# INPUT:

>> begin

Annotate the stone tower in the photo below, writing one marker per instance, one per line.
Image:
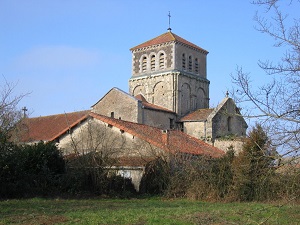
(169, 71)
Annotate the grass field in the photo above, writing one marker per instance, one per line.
(143, 211)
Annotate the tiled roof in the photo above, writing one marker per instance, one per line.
(164, 38)
(47, 128)
(132, 161)
(151, 106)
(172, 140)
(198, 115)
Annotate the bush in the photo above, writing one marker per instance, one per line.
(30, 170)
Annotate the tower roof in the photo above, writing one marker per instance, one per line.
(165, 38)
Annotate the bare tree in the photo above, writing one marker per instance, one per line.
(276, 104)
(9, 112)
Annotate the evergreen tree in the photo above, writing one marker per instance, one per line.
(252, 167)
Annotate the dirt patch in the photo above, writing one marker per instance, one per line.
(39, 219)
(204, 218)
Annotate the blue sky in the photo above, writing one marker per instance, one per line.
(68, 54)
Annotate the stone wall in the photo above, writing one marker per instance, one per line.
(159, 119)
(119, 105)
(226, 144)
(157, 89)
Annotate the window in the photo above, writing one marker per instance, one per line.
(196, 66)
(161, 61)
(144, 64)
(171, 123)
(183, 61)
(190, 63)
(153, 62)
(229, 123)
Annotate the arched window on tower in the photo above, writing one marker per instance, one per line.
(196, 66)
(229, 124)
(161, 61)
(152, 62)
(144, 64)
(190, 64)
(183, 62)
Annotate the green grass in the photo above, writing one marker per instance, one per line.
(143, 211)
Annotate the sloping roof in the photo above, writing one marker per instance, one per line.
(47, 128)
(171, 140)
(148, 105)
(198, 115)
(164, 38)
(115, 89)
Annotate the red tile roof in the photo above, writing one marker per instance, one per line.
(148, 105)
(172, 141)
(47, 128)
(167, 37)
(198, 115)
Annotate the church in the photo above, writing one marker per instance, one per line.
(165, 111)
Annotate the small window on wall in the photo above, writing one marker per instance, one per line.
(153, 62)
(229, 124)
(196, 66)
(190, 63)
(161, 61)
(183, 62)
(144, 64)
(172, 124)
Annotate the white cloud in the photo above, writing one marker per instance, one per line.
(58, 57)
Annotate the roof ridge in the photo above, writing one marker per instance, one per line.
(60, 114)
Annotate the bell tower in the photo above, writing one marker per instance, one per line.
(170, 71)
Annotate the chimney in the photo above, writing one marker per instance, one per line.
(165, 137)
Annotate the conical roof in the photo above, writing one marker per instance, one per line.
(167, 37)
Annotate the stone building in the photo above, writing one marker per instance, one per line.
(166, 111)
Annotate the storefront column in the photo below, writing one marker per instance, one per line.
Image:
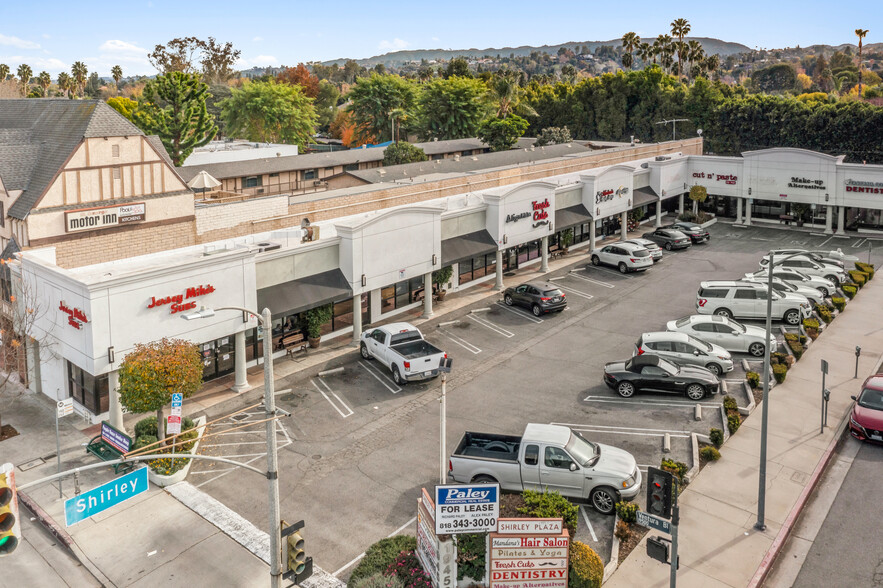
(114, 407)
(240, 383)
(357, 319)
(427, 295)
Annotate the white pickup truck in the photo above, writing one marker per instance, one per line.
(402, 348)
(548, 457)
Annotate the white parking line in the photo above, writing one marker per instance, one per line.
(461, 342)
(348, 412)
(381, 378)
(529, 317)
(492, 326)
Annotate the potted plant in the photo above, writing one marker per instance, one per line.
(315, 318)
(440, 278)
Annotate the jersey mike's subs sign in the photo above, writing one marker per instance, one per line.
(88, 219)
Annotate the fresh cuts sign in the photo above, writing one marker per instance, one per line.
(529, 553)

>> end

# TASK:
Please give every entry above again with "marker" swapped for "point" and nothing else changed, leaving out the pictures.

# WRITTEN ANSWER:
Annotate the stone tower in the photo below, writing one point per instance, one per line.
Image:
(169, 71)
Annotate the grass field in the photo above, writing one point per instance, one per line.
(143, 211)
Annotate the tiled roof in the photo above, writing one point per instance, one per line.
(164, 38)
(47, 128)
(132, 161)
(151, 106)
(172, 140)
(198, 115)
Annotate the bush in the photo above, writing one point per instance, one per line.
(30, 170)
Annotate the tower roof in the photo above, writing one point per instance, one per line.
(165, 38)
Annotate the bare tree in the photo above, writing one point per instance, one per line.
(276, 104)
(9, 112)
Annotate the evergreen tree in the photo above, writing one point per instance, one per line.
(252, 167)
Annotate the dirt patch in the photo above, writing one point per instance, one per line.
(39, 219)
(204, 218)
Annotate the blue sky in the photo above, writing one point per instance, one per line.
(68, 54)
Annotate the stone wall in the photo above, writing one point per instance, one per line.
(159, 119)
(119, 105)
(226, 144)
(157, 89)
Annotate the window in the photo above, writing one point per instance, one per line.
(196, 66)
(161, 61)
(144, 64)
(171, 123)
(183, 61)
(190, 63)
(153, 62)
(229, 123)
Annotate the arched window on tower in the photo above, writing one point per instance, one per line.
(196, 66)
(229, 124)
(161, 61)
(152, 62)
(144, 64)
(190, 64)
(183, 62)
Annotate the green grass in the photo above, writing one point per instance, one per line.
(143, 211)
Annotate the sloping roof in the photo above, writing one point per instance, one per line.
(47, 128)
(171, 140)
(148, 105)
(198, 115)
(164, 38)
(115, 89)
Annotate the red tile roof in the photo above, writing one point per instance, one per line.
(148, 105)
(172, 141)
(47, 128)
(167, 37)
(198, 115)
Annotate the church in the photo above, writing one point per instance, one per line.
(165, 111)
Annotate the small window on wall in the photo above, writing one point per instance, one per line.
(153, 62)
(229, 124)
(196, 66)
(190, 63)
(161, 61)
(183, 62)
(144, 64)
(172, 124)
Annotate the white cloud in the photo above, writing one point per instance, one per line.
(58, 57)
Annotate the roof ridge in the photo above, writing one point per instance, one per line.
(60, 114)
Annotate the bell tower in the photo above, writing one point per instance, one per line.
(170, 71)
Annotate the chimney in the photo above, writing one point per instance, one per line.
(165, 137)
Annotate the conical roof in the photo above, writing one point per instance, one per line.
(167, 37)
Annotate the stone building in the photo above, writing one point per instance, one per line.
(166, 111)
Annotate the storefront column in the photo below, writing one point per instance, one per line.
Image:
(114, 407)
(240, 383)
(357, 319)
(427, 295)
Annotate the white pickup truck in the photo above, writing one point per instance, one per line.
(402, 348)
(548, 457)
Annotate the white parking line in the photo above, writing one point per instance, one per line.
(461, 342)
(348, 412)
(381, 378)
(529, 317)
(492, 326)
Annotate the potted plant in the photo above, writing one point per instance, one per line.
(315, 318)
(440, 278)
Annotate the jersey mike's subs sign in the photo above, writing one point per instance, one per line.
(88, 219)
Annotate the fresh cuts sign in the photo above, writing one point per instance, one per line.
(529, 553)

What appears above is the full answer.